══ ТЕКСТ ОТРЫВКА

Что будет происходить в России после Путина? Можно ли ждать продолжения крымского сценария? Наступит ли экономический коллапс?
На эти и другие вопросы отвечает в своей новой книге "Тени империи", вышедшей только что в мюнхенском издательстве C.H. Beck профессор восточноевропейской истории Боннского университета Мартин Ауст (Martin Aust).
DW: Ваша книга адресована, конечно, немецкому читателю. И обращаясь к нему, вы подчеркиваете: чтобы понять Россию, нужно избавиться от демонизации ее как "империи зла". Так что же: Россия - империя добра?
Мартин Ауст: Я считаю, что сегодняшняя Россия - вообще не империя. Мой вывод напрашивается хотя бы из сравнения России после 1991 года и ее ранних исторических формаций, от царской России и от Советского Союза. Даже формального сравнения. Россия после 1991 года потеряла очень много территорий, которые входили в состав царской России и Советского Союза. Россия, как мне кажется, находится в постимперской фазе. У нее тяжелое имперское наследие, над ней довлеет имперское прошлое, но сама она - не империя.
- Может быть, пока нет? Ведь руководство страны как раз и пытается собрать эти "потерянные" земли. Примеров достаточно: Южная Осетия, Абхазия, Приднестровье, Крым... И уверенности в том, что на этом остановятся, нет.
Профессор Мартин Ауст
- Тут надо обратить внимание на то, что у всех этих "присоединенных" территорий разный статус. Россия присоединила Крым, мы расцениваем это как аннексию, но очень сложно сравнивать это с Приднестровьем, Южной Осетией, Абхазией. Хотя бы потому, что Крым в силу исторических причин имеет большую эмоциональную ценность для России, чего о Приднестровье, Абхазии, Южной Осетии никак нельзя сказать. Представьте: вдруг захотели бы присоединить к Российской Федерации Приднестровье. Таких патриотических восторгов, как в 2014 году по поводу Крыма, это, конечно, в стране не вызвало бы.

════

*ЗАДАНИЕ К УПРАЖНЕНИЮ*.
Определите, соответствуют ли интервью следующие утверждения: 1. Книга «Тени империи» вышла в мюнхенском издательстве C.H. Beck. 2. Мартин Ауст считает сегодняшнюю Россию империей. 3. По мнению Мартина Ауста, присоединение Приднестровья вызвало бы в стране такие же патриотические восторги, как Крым в 2014 году. Для каждого утверждения ответьте «да» или «нет» и дословно процитируйте слова текста, которые это решают. Пункты, идущие после текста, здесь не используются.

══ ИСХОДНЫЕ ДАННЫЕ

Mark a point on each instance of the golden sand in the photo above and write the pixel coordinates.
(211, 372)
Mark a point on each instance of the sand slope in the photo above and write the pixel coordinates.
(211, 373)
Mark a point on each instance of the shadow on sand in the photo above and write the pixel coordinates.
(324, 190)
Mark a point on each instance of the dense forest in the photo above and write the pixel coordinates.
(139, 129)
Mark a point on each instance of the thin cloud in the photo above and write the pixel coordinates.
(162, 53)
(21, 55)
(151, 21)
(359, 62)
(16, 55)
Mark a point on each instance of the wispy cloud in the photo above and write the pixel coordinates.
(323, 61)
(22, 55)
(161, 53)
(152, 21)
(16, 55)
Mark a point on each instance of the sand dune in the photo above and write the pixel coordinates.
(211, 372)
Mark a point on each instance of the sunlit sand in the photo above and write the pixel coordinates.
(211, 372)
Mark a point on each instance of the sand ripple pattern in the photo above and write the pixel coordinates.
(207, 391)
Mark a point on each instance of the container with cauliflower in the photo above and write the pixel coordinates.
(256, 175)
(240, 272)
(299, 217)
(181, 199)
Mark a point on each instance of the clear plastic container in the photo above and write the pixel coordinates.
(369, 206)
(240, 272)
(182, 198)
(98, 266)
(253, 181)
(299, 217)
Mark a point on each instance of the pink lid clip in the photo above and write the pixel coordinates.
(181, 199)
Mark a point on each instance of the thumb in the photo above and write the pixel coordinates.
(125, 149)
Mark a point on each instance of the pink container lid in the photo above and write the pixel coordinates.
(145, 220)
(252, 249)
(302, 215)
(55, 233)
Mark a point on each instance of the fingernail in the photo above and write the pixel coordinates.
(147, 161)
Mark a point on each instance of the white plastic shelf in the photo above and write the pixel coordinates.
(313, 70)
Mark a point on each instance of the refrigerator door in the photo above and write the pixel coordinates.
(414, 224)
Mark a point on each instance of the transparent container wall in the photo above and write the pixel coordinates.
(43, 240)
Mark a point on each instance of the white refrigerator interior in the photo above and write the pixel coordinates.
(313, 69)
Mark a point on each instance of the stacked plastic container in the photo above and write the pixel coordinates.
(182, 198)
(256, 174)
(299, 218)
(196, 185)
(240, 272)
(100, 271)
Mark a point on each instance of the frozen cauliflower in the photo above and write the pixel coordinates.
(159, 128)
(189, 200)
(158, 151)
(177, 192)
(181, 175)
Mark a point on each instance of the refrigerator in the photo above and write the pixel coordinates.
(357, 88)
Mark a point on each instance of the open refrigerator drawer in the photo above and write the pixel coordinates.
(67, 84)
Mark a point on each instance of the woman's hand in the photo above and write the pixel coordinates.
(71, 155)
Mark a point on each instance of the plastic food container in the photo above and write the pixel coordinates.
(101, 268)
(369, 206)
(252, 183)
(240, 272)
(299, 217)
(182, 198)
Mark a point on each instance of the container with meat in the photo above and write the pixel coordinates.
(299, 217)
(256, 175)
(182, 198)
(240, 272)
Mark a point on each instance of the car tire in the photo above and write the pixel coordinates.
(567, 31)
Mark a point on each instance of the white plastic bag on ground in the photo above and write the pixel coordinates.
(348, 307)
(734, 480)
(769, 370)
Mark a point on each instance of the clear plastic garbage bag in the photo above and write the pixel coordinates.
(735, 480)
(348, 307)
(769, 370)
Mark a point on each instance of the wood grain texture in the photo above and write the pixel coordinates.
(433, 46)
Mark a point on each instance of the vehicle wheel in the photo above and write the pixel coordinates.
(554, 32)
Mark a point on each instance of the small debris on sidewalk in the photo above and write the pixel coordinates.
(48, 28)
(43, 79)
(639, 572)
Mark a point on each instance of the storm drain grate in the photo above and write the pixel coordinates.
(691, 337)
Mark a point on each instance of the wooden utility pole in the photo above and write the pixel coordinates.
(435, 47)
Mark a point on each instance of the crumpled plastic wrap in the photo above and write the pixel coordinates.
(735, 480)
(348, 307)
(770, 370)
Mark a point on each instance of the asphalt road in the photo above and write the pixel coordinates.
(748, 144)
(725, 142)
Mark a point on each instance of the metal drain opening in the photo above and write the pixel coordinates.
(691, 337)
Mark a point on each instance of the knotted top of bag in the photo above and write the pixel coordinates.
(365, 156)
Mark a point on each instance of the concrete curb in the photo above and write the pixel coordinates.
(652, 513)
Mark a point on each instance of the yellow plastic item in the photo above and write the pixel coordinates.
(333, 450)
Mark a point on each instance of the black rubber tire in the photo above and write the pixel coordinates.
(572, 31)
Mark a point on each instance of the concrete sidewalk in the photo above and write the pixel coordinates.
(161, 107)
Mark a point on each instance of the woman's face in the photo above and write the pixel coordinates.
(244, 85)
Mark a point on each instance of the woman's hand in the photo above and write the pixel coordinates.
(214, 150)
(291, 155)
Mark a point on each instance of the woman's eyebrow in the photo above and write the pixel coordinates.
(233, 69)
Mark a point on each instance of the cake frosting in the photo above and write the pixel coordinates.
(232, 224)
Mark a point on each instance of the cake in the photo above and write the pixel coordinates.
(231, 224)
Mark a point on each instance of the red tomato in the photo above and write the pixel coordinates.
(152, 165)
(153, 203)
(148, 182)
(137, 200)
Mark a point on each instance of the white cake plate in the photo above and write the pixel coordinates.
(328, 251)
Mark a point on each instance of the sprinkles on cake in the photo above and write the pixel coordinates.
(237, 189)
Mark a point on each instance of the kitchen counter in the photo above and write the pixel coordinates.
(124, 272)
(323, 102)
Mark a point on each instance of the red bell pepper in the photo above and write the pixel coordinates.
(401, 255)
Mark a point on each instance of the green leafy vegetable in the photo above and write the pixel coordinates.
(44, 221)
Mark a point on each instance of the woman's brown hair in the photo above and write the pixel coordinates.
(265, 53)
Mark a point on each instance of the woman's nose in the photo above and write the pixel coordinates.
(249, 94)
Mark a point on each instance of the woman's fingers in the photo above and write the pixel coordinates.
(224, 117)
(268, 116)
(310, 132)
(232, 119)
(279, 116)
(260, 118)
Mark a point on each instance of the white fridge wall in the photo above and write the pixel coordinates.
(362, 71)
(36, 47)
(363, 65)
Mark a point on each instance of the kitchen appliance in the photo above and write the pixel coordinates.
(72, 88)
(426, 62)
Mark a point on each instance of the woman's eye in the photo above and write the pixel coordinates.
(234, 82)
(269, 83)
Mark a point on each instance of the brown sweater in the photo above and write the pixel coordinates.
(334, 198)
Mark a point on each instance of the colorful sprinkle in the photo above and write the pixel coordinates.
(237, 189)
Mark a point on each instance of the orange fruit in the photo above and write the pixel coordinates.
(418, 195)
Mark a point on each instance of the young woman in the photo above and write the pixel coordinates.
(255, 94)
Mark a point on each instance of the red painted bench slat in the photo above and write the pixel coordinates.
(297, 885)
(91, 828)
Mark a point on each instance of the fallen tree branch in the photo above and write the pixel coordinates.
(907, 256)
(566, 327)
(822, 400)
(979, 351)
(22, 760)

════

*ОЖИДАЕМЫЙ ОТВЕТ*.
1. Да: «вышедшей только что в мюнхенском издательстве C.H. Beck».
2. Нет: «Я считаю, что сегодняшняя Россия - вообще не империя».
3. Нет: «Таких патриотических восторгов, как в 2014 году по поводу Крыма, это, конечно, в стране не вызвало бы».